▸ **PROMPT**: Swap "striped shirt" for "striped top" in the lines running from the one containing "In the photo below, where can the gondolier's" through the one containing "column 479, row 222", both included. Return only those lines, leaving everything else unchanged.

[Begin INFORMATION GIVEN]

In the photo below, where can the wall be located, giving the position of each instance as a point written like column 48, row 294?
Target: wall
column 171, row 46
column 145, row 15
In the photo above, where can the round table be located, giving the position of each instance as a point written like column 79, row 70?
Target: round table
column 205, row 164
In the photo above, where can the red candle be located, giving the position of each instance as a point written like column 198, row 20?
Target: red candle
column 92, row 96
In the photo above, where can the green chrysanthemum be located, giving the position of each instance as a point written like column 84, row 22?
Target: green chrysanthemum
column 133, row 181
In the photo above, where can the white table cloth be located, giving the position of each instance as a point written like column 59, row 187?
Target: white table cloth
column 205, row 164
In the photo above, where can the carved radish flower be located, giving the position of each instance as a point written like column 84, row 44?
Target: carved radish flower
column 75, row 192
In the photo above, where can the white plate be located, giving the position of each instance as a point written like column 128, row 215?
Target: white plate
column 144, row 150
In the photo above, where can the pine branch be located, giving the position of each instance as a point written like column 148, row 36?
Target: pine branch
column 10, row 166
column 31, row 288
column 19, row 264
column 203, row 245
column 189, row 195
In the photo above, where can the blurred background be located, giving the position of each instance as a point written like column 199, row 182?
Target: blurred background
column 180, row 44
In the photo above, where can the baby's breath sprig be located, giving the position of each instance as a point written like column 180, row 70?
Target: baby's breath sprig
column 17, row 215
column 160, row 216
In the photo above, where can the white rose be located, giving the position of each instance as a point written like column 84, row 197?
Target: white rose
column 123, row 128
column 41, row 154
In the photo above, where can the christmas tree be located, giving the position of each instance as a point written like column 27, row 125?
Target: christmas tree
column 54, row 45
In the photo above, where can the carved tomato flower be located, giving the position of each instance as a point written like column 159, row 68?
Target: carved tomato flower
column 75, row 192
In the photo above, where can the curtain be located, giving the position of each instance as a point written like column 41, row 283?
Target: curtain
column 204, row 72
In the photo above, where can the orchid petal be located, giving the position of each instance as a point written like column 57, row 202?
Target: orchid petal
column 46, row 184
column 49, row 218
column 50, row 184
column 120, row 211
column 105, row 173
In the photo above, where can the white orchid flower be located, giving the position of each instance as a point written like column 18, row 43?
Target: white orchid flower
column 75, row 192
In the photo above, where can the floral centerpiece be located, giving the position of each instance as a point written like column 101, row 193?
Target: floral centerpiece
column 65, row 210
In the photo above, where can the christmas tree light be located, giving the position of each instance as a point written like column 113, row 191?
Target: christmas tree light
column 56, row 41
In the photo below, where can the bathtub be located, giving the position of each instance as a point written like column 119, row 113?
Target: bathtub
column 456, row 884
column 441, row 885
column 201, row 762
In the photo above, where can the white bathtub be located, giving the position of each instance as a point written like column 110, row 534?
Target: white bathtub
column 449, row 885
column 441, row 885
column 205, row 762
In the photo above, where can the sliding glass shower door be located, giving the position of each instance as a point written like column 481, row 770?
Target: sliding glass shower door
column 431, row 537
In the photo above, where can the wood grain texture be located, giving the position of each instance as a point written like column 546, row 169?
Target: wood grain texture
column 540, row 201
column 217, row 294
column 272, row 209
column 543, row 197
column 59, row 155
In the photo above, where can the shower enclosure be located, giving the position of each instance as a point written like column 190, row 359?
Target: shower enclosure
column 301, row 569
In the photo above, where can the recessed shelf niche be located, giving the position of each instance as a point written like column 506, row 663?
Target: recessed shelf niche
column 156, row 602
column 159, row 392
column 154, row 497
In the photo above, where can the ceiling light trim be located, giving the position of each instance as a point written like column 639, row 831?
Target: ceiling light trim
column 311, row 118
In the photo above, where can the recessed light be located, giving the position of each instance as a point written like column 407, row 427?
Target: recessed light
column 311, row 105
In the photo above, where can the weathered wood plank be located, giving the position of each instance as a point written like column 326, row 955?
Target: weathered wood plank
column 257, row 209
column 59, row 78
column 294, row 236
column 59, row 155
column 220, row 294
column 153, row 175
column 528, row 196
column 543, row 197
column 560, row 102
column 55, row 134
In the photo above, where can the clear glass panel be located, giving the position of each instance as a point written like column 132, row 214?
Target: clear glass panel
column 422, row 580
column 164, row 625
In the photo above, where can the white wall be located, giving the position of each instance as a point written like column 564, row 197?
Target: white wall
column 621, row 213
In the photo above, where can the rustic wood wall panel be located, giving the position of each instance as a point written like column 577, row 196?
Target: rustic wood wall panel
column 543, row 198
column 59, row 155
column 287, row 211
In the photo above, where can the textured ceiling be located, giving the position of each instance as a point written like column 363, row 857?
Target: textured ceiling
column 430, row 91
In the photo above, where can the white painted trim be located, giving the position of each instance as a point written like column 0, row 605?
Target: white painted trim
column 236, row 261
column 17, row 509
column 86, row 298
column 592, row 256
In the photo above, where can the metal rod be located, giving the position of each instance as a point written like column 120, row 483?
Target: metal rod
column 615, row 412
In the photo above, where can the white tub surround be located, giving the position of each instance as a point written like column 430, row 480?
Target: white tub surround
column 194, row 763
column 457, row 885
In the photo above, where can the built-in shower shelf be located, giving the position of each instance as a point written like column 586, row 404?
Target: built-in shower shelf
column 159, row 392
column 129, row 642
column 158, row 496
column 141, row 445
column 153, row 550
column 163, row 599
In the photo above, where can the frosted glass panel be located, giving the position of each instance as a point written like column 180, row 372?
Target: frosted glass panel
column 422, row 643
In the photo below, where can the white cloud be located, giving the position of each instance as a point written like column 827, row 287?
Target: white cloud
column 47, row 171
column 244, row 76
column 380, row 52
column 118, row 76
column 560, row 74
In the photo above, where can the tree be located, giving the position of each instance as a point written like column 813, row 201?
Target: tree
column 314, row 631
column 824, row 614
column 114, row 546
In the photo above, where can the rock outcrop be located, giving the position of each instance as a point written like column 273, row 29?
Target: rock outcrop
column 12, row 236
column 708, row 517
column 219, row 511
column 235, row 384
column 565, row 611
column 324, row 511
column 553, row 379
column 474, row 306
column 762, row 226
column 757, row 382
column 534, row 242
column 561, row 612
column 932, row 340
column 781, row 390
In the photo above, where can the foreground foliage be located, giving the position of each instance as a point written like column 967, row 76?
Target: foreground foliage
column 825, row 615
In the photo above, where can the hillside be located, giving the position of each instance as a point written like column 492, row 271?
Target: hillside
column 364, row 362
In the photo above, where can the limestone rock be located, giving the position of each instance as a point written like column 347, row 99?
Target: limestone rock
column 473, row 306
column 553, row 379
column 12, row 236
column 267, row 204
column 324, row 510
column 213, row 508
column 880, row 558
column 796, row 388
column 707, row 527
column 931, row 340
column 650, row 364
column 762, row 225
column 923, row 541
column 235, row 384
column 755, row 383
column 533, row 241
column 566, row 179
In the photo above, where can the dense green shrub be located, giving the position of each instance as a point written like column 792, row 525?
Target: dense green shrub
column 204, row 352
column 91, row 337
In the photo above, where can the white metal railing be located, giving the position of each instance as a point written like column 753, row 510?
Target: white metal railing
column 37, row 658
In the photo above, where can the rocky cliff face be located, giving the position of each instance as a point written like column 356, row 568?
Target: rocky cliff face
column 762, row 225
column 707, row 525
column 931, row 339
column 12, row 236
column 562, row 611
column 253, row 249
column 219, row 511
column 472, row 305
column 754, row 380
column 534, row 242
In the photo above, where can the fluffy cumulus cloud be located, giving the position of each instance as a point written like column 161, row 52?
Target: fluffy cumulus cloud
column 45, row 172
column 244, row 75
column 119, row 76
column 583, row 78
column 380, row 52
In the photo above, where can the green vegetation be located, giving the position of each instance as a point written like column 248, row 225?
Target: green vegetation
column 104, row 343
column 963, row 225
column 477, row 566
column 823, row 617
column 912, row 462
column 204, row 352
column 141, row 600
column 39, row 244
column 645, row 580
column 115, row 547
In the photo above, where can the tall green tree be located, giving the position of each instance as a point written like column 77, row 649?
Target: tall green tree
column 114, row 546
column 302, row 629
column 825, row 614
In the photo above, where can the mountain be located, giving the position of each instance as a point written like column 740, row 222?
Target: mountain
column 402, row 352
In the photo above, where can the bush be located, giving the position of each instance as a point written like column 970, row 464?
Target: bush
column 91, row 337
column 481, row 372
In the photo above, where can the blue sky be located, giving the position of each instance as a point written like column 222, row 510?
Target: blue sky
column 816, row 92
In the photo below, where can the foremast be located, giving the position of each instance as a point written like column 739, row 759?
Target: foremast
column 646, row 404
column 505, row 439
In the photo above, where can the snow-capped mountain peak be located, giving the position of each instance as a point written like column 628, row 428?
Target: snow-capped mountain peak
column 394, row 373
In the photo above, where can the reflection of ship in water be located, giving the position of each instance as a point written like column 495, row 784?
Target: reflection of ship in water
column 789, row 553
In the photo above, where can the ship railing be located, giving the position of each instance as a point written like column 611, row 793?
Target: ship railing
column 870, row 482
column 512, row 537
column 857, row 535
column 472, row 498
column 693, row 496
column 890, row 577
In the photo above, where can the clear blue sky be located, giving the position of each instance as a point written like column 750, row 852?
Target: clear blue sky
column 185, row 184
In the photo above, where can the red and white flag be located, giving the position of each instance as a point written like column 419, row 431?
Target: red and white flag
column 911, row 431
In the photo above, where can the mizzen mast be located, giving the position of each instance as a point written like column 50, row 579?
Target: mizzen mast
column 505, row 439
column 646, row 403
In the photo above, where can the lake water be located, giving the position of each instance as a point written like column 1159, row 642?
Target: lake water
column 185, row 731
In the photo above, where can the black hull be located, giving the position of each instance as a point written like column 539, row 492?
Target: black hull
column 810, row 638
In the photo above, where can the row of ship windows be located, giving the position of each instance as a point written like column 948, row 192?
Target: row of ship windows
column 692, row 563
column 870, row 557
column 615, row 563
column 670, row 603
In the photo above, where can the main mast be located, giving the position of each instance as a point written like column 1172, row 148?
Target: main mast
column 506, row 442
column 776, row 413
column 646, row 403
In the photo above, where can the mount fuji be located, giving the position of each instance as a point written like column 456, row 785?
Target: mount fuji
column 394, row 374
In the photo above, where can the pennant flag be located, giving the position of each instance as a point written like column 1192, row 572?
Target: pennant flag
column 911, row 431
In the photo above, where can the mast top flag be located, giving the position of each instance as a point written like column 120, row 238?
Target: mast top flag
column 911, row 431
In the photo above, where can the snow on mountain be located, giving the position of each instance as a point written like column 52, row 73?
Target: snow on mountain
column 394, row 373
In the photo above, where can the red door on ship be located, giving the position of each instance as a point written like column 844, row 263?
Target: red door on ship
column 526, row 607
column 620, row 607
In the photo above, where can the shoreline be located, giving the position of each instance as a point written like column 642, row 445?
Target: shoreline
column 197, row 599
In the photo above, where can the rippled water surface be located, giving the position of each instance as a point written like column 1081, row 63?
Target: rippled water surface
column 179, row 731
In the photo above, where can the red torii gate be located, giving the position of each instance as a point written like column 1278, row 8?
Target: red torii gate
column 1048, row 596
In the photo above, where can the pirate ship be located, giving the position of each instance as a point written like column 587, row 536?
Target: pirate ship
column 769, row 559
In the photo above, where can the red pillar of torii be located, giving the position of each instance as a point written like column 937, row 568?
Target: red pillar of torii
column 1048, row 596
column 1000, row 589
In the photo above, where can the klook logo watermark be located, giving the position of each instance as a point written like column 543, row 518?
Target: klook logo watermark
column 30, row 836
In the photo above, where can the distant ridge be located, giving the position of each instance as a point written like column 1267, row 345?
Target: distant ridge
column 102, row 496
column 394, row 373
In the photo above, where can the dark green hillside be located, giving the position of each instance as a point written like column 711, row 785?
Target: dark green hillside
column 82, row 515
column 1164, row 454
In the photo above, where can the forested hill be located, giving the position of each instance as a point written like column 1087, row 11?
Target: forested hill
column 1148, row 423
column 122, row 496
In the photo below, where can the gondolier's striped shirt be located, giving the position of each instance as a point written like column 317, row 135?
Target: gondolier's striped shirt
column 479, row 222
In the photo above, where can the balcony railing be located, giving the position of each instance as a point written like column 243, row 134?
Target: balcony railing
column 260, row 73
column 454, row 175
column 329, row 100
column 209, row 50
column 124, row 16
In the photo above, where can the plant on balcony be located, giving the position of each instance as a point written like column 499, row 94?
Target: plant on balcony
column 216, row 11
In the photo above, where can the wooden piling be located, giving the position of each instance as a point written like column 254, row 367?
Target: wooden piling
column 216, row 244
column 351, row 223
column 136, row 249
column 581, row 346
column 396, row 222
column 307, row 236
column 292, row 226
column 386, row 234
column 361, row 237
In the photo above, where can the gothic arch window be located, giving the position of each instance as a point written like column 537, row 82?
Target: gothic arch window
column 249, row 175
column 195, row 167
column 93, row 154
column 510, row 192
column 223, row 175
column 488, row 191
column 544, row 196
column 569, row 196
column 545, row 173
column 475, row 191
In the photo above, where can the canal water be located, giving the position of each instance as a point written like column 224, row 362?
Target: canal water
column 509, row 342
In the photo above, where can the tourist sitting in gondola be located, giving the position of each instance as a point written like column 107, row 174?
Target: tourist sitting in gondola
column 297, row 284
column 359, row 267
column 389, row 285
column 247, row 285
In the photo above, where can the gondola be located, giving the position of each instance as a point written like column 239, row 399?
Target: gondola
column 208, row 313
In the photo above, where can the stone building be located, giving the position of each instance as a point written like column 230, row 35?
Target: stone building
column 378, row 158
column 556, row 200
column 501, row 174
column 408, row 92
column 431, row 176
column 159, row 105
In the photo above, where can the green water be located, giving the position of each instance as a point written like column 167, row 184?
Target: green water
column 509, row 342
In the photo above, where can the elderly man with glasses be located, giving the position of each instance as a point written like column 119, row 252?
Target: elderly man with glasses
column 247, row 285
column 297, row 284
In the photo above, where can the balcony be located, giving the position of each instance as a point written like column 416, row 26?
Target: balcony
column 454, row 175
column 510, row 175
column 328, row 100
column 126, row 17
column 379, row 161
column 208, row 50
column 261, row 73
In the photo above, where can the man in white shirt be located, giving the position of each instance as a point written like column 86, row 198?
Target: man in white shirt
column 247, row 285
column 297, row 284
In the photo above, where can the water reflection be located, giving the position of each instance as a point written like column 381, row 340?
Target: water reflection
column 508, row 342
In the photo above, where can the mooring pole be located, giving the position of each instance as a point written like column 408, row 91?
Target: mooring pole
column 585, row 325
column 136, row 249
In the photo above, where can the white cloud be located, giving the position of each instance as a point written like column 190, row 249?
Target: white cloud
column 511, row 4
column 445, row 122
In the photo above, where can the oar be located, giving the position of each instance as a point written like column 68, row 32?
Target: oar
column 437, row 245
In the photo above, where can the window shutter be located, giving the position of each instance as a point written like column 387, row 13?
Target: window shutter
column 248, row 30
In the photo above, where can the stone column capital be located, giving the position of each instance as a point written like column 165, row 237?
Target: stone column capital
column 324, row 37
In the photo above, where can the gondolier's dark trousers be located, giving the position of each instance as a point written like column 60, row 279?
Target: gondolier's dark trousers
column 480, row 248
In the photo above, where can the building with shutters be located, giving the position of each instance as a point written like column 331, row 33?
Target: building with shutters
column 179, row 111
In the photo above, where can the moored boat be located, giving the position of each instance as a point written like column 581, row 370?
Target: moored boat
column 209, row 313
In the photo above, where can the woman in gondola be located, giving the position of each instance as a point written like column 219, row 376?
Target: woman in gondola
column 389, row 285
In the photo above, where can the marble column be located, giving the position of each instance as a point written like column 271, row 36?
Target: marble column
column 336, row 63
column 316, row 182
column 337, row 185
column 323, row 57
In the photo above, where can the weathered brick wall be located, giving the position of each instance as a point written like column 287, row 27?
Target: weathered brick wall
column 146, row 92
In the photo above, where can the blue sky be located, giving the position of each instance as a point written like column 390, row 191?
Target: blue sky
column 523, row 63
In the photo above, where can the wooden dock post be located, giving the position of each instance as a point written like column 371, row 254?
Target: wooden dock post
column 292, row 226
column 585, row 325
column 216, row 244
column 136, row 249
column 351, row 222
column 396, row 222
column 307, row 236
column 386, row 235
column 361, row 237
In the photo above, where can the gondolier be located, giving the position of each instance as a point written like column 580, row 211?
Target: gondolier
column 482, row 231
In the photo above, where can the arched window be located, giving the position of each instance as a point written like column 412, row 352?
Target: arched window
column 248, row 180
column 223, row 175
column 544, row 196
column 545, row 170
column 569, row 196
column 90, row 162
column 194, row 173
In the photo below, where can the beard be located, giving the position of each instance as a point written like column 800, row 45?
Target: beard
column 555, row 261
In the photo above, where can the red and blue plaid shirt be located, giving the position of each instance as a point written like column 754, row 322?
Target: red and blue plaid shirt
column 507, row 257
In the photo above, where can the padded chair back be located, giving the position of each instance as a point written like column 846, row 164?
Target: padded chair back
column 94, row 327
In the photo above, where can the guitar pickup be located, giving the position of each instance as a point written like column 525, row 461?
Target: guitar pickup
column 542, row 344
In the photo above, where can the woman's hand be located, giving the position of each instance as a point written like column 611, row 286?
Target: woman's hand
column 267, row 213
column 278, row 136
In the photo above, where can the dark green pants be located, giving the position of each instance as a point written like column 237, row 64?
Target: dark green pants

[End INFORMATION GIVEN]

▸ **WRITTEN SOLUTION**:
In the photo below, where can the gondolier's striped top be located, giving the position of each instance as a point written like column 317, row 135?
Target: gondolier's striped top
column 479, row 222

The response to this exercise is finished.